**REQUIREMENT:** Copy every line of the records below that contains the word "post". Case counts.

----- SOURCE DATA

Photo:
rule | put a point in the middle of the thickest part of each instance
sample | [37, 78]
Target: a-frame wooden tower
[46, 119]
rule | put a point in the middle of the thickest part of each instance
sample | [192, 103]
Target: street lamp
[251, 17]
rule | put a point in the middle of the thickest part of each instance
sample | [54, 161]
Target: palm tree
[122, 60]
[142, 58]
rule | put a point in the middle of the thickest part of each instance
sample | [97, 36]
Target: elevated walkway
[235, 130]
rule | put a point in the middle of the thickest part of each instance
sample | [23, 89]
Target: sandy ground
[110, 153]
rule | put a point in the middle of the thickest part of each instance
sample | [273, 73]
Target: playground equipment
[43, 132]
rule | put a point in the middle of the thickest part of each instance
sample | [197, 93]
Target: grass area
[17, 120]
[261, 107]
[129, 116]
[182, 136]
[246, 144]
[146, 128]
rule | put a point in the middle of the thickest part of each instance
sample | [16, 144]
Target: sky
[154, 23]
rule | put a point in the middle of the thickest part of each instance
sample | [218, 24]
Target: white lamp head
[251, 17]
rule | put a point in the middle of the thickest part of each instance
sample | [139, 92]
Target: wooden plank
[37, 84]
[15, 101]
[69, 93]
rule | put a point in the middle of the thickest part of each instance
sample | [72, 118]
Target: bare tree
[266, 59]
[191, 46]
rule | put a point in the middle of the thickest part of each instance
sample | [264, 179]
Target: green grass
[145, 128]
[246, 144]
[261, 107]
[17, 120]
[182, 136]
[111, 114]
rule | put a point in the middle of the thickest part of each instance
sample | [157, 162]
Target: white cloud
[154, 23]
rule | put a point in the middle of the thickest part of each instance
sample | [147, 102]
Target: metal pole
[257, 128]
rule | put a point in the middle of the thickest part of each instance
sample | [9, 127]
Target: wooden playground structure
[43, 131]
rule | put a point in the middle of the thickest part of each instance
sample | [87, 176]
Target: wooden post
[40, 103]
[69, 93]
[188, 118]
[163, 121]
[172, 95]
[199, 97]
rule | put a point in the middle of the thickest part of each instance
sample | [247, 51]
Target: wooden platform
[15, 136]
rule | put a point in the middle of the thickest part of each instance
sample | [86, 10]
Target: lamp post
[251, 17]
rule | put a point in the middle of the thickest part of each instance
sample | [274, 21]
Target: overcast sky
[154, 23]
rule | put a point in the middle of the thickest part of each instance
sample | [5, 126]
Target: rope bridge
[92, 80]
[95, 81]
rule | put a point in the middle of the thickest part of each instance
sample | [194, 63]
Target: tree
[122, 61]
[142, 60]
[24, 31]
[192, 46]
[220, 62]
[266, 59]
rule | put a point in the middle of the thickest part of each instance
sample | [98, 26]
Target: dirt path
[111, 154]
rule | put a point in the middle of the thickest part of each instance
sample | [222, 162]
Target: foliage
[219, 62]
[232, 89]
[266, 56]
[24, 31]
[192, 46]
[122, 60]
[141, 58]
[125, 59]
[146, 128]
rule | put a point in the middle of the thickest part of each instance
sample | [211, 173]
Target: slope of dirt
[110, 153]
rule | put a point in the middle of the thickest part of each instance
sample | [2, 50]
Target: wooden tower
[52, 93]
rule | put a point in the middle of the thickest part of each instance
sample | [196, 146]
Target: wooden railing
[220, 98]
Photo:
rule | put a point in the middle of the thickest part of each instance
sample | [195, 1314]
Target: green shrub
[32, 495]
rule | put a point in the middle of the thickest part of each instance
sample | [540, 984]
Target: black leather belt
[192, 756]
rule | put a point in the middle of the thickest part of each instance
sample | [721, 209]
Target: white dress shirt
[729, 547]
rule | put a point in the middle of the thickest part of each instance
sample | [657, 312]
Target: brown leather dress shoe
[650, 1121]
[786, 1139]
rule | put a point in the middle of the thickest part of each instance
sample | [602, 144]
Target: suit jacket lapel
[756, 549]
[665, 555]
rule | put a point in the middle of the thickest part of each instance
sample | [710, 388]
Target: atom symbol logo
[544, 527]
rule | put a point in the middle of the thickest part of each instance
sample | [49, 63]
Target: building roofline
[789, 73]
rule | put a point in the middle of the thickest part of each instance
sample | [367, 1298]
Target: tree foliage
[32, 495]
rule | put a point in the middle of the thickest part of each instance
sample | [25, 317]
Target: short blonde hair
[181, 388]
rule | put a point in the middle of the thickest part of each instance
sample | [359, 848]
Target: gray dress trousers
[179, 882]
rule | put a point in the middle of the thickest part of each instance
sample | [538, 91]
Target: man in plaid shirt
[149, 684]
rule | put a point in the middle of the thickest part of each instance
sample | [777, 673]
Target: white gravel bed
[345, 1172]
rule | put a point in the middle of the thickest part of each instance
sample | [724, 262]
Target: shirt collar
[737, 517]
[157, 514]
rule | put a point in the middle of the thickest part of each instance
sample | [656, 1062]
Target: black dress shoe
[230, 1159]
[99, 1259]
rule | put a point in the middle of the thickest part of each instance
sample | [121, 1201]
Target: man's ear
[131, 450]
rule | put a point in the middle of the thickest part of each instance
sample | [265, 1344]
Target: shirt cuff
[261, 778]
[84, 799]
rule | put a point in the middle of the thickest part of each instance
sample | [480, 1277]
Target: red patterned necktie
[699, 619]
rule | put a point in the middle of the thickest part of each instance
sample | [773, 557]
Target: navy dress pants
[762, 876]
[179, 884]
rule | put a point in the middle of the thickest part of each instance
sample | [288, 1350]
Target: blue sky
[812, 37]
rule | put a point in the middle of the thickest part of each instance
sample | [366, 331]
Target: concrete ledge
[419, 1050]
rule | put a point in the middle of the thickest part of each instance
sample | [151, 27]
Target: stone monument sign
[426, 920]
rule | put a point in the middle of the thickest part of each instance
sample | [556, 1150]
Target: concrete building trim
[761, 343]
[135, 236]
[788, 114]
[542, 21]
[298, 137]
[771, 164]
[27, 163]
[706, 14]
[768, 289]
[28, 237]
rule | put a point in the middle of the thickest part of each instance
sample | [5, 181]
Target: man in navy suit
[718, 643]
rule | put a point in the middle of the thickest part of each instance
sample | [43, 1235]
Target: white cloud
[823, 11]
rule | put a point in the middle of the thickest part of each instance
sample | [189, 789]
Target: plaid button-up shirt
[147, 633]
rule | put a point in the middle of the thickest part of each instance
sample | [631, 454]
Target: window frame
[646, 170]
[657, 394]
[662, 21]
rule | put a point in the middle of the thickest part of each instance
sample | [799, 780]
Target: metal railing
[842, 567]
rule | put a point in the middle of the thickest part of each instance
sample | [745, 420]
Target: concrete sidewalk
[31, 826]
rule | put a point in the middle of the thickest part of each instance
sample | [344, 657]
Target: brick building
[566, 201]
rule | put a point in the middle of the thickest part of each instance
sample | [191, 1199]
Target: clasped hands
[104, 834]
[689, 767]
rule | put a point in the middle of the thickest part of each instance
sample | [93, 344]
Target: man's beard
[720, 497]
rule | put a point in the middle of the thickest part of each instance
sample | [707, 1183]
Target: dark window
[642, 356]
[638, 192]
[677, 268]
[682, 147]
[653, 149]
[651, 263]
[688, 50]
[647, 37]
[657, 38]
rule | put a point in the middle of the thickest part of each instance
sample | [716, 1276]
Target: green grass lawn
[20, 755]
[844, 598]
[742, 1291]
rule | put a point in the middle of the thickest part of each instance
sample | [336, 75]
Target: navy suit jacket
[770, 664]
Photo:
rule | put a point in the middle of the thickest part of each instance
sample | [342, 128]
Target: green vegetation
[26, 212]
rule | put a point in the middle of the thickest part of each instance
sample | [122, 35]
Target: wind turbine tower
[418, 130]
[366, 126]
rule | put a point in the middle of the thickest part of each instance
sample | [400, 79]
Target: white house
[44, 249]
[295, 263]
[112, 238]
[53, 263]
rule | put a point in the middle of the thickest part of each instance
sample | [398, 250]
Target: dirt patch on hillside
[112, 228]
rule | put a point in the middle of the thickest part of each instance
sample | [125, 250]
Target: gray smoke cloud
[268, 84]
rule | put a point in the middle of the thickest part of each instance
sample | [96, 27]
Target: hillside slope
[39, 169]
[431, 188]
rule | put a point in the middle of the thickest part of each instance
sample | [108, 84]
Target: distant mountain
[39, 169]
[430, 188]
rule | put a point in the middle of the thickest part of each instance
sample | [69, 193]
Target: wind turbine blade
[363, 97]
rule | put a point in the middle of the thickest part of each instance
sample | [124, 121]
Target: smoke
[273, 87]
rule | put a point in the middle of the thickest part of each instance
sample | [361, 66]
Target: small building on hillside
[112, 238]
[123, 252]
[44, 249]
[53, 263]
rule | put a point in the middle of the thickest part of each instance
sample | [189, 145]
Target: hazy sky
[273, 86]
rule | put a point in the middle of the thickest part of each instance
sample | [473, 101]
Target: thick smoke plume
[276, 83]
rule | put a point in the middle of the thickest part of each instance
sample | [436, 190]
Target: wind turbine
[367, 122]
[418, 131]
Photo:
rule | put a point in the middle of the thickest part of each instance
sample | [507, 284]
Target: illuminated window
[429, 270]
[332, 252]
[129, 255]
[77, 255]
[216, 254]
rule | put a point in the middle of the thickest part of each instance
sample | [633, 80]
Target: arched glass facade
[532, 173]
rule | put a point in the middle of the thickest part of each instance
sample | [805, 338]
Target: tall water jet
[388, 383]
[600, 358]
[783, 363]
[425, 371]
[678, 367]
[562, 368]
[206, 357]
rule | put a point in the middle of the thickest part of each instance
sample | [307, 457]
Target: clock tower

----------

**OUTPUT BELOW:**
Target: wooden post
Target: lamp post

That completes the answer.